▸ **EXERCISES TO COMPLETE**:
A – List every programming language named in the text on Zig's async design.
B – Turn the entries into a numbered list, starting at their first line and ending at the line that contains "<point>694,14</point>", leaving out any blank lines.

▸ **TEXT EXTRACT**:
## begin

Zig picks runtime flexibility with explicit interfaces. The trade-off: visible parameter passing, portable code. It’s honest about costs rather than hiding them behind compiler magic or runtime overhead.

Is this better? That depends on what you’re building. For libraries targeting multiple deployment contexts—web servers, desktop apps, embedded systems—Zig’s approach eliminates duplication. For simple applications where one execution model suffices, it’s unnecessary complexity.

Production Reality Check

Before declaring victory, consider the timeline. Zig 0.16.0 is preview quality, releasing in roughly March 2026. Kelley admits the design “will probably take a few iterations to get it right.” The Io.Evented event loop implementation requires pending language features—stackful coroutines and stack size introspection—that don’t exist yet.

Current proof-of-concept is Io.Threaded, which works with thread pools but lacks the performance characteristics of event loops. And Zig still hasn’t reached 1.0 stable, leaving the language in what some community members call “perpetual early access.”

This is experimental work, not production-ready infrastructure.

Why This Matters Anyway

Function coloring has plagued async programming for ten years. JavaScript, Python, Rust, and C# all normalized the pain without solving it. Zig’s approach—interface-based async with explicit execution models—represents genuine language innovation where high-level languages stagnated.

Does it truly solve function coloring? No—it relocates the constraint to parameter passing. But that’s a more honest trade-off than compiler magic (Rust) or hidden overhead (Go). Systems programming needs options beyond “zero-cost but inflexible” and “convenient but expensive.”

The design avoids catastrophic flaws even if it doesn’t achieve perfection. For a systems language still finding its identity, that’s worth watching.

## end

▸ **Object pointing dataset rows**:
## begin

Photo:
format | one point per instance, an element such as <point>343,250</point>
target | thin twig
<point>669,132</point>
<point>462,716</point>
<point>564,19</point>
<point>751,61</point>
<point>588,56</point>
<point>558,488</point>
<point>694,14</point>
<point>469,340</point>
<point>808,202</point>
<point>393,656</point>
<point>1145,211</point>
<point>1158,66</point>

## end

▸ **WORKED SOLUTIONS**:
A – Zig, JavaScript, Python, Rust, C#, Go

B –
1. Photo:
2. format | one point per instance, an element such as <point>343,250</point>
3. target | thin twig
4. <point>669,132</point>
5. <point>462,716</point>
6. <point>564,19</point>
7. <point>751,61</point>
8. <point>588,56</point>
9. <point>558,488</point>
10. <point>694,14</point>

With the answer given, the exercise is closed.